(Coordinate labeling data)
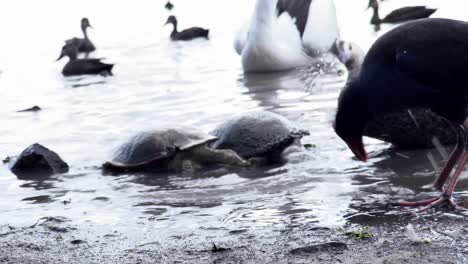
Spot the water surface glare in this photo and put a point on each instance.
(198, 83)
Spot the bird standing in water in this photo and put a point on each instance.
(418, 64)
(77, 66)
(186, 34)
(399, 15)
(169, 5)
(83, 44)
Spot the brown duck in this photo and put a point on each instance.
(77, 66)
(83, 44)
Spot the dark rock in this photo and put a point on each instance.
(322, 247)
(32, 109)
(38, 161)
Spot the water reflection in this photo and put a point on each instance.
(200, 84)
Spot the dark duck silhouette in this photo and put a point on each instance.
(419, 64)
(169, 5)
(406, 129)
(399, 15)
(186, 34)
(77, 66)
(83, 44)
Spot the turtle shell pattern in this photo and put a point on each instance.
(256, 134)
(150, 146)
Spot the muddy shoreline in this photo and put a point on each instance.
(59, 240)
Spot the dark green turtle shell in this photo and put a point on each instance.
(147, 147)
(256, 134)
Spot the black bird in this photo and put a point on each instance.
(418, 64)
(186, 34)
(169, 5)
(399, 15)
(77, 66)
(83, 44)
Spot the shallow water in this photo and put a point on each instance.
(198, 83)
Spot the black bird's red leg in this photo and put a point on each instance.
(446, 197)
(452, 161)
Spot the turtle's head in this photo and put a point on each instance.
(85, 23)
(171, 20)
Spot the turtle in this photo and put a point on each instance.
(260, 134)
(180, 149)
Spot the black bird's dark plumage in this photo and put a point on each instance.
(418, 64)
(186, 34)
(169, 5)
(83, 44)
(400, 15)
(422, 63)
(77, 66)
(298, 9)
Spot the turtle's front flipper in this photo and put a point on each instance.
(222, 156)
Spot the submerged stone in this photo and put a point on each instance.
(31, 109)
(38, 161)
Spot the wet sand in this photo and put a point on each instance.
(54, 241)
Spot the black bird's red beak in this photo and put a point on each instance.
(357, 147)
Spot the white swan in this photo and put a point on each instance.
(273, 43)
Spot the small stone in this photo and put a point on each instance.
(38, 161)
(31, 109)
(77, 242)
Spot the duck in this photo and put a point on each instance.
(83, 44)
(421, 63)
(283, 35)
(77, 66)
(169, 5)
(186, 34)
(416, 128)
(399, 15)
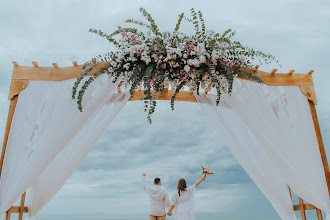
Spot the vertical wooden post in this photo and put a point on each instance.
(11, 112)
(302, 209)
(319, 214)
(12, 107)
(21, 209)
(8, 215)
(321, 145)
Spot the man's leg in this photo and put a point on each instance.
(161, 217)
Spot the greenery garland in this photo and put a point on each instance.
(153, 60)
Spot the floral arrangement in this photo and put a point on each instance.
(206, 170)
(153, 60)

### [Work to do]
Turn the lines above, from the one containing "Spot the black bird's red beak" through the end of the entries, into a numbered list with blank lines dropped. Leave the pictures out of your list.

### [Response for this exercise]
1. Spot the black bird's red beak in this photo and put a point on each instance.
2. (357, 147)
3. Spot the white swan in this photo and put a point on each instance.
4. (273, 43)
5. Spot the small stone in this photo and put a point on each instance.
6. (38, 161)
7. (31, 109)
8. (77, 242)
9. Spot the duck in this photo and put a point on each instance.
10. (83, 44)
11. (421, 63)
12. (283, 35)
13. (77, 66)
14. (169, 5)
15. (186, 34)
16. (416, 128)
17. (399, 15)
18. Spot the vertical wooden post in this photo and put a point on each instance.
19. (11, 112)
20. (302, 209)
21. (319, 214)
22. (12, 107)
23. (21, 209)
24. (8, 215)
25. (321, 145)
26. Spot the man's leg in this photo and put a point on each instance.
27. (161, 217)
28. Spot the greenery garland in this photo and put a point on each instance.
29. (153, 60)
30. Spot the floral arrangement in this photo and put a point on each instance.
31. (206, 170)
32. (153, 60)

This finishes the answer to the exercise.